● **Directive**
Reproduce the portion of the data that opens with the line containing "[ grass patch ]" and closes with the line containing "(1084, 489), (1345, 547)", swapping "grass patch" for "lawn area" and leaving everything else unchanged. Return only those lines.

● **Information provided**
————
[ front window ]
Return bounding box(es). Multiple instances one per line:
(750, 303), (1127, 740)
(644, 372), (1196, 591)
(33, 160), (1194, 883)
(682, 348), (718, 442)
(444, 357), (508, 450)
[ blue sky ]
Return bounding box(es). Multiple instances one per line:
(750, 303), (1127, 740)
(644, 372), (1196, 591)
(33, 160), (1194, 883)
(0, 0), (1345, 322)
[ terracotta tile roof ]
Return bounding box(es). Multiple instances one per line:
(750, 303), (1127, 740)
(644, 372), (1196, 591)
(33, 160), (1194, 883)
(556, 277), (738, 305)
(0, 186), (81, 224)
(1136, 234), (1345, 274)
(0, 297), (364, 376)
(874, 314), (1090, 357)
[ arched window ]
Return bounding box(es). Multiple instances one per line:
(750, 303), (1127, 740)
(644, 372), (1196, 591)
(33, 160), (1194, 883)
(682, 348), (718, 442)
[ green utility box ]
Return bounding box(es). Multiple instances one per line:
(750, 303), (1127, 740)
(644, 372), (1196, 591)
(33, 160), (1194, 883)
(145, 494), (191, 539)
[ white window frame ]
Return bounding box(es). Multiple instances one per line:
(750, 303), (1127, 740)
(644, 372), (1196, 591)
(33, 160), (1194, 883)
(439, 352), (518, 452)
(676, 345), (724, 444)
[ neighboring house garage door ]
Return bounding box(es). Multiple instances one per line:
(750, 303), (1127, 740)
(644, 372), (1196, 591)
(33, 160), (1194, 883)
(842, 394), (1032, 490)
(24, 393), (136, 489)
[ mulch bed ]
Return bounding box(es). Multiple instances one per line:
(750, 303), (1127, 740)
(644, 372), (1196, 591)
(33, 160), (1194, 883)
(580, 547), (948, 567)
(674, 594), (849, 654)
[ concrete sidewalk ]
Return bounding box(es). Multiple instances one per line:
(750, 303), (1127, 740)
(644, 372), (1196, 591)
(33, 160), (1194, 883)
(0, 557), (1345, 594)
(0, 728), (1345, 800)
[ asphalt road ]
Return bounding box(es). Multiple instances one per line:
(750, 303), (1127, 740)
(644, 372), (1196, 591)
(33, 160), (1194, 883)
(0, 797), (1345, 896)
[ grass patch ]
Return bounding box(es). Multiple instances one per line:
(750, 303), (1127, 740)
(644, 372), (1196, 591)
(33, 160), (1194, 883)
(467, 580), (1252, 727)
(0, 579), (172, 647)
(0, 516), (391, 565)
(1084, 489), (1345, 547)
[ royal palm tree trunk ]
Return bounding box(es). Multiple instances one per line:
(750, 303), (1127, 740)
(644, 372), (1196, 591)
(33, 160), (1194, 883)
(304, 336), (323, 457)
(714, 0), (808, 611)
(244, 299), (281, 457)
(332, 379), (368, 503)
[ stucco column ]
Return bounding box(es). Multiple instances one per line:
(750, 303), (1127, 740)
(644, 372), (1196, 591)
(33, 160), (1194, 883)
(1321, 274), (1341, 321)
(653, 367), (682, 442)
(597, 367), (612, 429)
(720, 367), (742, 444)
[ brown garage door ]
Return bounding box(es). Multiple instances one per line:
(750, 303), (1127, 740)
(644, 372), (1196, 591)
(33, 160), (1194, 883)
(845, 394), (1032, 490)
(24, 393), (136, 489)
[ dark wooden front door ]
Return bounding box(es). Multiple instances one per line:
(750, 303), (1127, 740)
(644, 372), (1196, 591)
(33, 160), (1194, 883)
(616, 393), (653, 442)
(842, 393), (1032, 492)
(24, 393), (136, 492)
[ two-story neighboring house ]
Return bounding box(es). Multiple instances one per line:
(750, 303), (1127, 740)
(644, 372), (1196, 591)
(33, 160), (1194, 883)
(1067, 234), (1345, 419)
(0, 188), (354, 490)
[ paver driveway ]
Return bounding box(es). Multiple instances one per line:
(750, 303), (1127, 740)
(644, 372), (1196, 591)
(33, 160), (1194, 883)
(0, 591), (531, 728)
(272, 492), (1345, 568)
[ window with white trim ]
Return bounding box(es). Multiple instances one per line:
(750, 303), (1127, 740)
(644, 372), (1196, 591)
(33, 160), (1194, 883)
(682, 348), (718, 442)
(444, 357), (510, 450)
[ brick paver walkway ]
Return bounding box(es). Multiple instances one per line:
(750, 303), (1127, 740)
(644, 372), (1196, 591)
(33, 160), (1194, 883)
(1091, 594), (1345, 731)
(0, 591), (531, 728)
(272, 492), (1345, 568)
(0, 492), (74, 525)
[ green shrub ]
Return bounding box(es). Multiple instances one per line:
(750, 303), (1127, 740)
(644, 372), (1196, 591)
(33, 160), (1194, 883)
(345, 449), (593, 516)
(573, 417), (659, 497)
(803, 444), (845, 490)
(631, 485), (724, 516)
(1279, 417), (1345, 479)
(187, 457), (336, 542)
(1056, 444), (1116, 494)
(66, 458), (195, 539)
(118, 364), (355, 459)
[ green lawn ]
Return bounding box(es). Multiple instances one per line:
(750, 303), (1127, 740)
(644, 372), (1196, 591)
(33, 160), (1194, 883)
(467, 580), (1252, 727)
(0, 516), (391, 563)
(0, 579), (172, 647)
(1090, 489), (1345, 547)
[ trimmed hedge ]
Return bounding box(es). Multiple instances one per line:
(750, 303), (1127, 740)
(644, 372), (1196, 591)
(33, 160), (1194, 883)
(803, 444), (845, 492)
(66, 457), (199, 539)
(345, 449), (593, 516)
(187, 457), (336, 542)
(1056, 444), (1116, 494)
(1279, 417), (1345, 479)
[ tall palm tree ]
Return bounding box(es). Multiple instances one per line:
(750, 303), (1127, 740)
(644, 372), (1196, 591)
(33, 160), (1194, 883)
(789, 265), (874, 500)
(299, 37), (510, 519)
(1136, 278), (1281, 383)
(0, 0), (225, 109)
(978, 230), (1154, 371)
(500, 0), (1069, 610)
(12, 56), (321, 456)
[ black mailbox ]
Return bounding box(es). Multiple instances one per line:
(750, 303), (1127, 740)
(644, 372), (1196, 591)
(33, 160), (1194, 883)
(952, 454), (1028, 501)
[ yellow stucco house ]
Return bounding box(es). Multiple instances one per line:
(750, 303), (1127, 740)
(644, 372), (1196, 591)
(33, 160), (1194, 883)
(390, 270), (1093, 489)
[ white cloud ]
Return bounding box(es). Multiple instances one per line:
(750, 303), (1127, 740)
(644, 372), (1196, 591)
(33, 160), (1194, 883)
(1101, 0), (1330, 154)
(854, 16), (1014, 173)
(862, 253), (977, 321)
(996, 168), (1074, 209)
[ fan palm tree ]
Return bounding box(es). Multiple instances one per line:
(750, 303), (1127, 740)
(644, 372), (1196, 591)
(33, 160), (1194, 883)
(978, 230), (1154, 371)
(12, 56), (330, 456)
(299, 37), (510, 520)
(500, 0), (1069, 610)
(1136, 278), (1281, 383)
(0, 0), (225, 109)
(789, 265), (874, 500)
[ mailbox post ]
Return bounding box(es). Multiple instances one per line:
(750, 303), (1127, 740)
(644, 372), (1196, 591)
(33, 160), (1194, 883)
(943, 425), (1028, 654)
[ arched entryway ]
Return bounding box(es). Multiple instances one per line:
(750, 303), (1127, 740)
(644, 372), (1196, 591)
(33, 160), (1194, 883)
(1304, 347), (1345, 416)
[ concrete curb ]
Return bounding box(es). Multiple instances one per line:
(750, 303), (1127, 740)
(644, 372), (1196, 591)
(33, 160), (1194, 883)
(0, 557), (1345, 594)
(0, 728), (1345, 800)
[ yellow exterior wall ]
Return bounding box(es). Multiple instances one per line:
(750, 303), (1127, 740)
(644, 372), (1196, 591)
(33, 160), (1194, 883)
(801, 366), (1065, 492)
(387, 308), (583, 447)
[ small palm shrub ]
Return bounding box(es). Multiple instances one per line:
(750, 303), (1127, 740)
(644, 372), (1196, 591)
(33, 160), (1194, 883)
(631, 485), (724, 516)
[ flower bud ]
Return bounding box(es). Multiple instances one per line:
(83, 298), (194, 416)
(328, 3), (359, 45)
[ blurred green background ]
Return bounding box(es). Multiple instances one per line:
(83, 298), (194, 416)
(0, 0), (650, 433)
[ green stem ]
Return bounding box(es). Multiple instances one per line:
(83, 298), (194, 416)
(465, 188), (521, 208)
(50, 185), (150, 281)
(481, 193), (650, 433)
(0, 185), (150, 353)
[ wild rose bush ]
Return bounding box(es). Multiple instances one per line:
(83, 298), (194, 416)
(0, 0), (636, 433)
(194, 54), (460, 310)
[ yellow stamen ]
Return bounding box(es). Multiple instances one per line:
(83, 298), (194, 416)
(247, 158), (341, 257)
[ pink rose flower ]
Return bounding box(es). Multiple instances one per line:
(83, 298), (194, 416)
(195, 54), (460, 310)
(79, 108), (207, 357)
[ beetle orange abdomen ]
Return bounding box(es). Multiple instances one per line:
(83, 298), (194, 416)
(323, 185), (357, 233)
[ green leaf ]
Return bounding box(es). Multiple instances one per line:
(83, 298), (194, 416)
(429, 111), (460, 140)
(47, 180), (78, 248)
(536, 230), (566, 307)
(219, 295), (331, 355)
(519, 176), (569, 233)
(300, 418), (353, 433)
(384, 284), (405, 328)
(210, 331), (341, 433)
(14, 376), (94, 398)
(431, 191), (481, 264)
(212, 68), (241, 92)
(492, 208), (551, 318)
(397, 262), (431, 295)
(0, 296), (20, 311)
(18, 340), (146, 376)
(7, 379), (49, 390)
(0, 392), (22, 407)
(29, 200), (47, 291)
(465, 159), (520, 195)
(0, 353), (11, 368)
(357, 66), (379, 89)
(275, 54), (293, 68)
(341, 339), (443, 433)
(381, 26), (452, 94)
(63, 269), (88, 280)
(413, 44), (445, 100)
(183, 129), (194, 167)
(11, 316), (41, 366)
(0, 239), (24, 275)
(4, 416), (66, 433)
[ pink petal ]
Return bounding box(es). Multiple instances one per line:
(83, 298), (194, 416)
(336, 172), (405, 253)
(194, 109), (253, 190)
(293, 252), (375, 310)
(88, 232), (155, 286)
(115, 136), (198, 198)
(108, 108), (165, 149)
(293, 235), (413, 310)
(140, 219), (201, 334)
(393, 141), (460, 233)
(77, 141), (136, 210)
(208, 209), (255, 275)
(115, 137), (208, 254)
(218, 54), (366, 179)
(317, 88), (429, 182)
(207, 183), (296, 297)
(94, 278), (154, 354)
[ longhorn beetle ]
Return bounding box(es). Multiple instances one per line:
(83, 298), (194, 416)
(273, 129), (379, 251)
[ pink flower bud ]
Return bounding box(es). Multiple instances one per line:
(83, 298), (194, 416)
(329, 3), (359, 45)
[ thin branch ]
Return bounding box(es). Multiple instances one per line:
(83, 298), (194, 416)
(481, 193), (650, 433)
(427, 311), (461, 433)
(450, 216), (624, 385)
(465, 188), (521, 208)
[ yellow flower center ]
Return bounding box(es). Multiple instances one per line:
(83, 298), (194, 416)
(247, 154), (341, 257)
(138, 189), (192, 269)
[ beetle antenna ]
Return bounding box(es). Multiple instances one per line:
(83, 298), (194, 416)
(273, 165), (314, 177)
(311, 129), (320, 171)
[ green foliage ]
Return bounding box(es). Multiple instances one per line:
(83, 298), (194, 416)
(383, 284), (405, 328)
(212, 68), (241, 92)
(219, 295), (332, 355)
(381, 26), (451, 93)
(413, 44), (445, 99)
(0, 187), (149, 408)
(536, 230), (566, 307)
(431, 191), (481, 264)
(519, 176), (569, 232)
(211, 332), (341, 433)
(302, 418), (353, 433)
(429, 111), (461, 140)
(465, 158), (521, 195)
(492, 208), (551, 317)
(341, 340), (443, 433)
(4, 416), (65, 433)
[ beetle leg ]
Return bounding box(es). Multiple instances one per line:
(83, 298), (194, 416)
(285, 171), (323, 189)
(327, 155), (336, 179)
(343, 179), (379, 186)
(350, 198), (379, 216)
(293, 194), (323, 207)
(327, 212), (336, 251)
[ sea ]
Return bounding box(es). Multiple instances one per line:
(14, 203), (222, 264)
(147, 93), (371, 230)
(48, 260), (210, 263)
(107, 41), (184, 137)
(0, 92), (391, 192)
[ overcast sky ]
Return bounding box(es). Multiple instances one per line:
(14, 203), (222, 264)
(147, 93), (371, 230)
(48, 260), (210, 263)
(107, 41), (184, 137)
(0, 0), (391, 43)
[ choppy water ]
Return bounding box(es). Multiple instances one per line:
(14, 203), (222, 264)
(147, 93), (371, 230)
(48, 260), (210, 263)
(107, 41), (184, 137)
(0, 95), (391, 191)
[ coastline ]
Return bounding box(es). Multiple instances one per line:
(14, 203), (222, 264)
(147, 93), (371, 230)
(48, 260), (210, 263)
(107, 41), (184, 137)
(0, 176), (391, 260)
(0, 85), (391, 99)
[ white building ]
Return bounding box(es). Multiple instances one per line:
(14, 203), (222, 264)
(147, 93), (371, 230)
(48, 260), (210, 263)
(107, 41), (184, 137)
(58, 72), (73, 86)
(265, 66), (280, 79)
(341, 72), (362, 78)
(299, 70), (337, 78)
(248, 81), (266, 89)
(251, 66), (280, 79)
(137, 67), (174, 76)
————
● **Complete response**
[ lawn area ]
Return bounding box(es). Multiple instances one per line:
(750, 303), (1127, 740)
(644, 372), (1196, 591)
(33, 160), (1194, 883)
(467, 580), (1252, 727)
(0, 579), (172, 647)
(0, 516), (391, 565)
(1084, 489), (1345, 547)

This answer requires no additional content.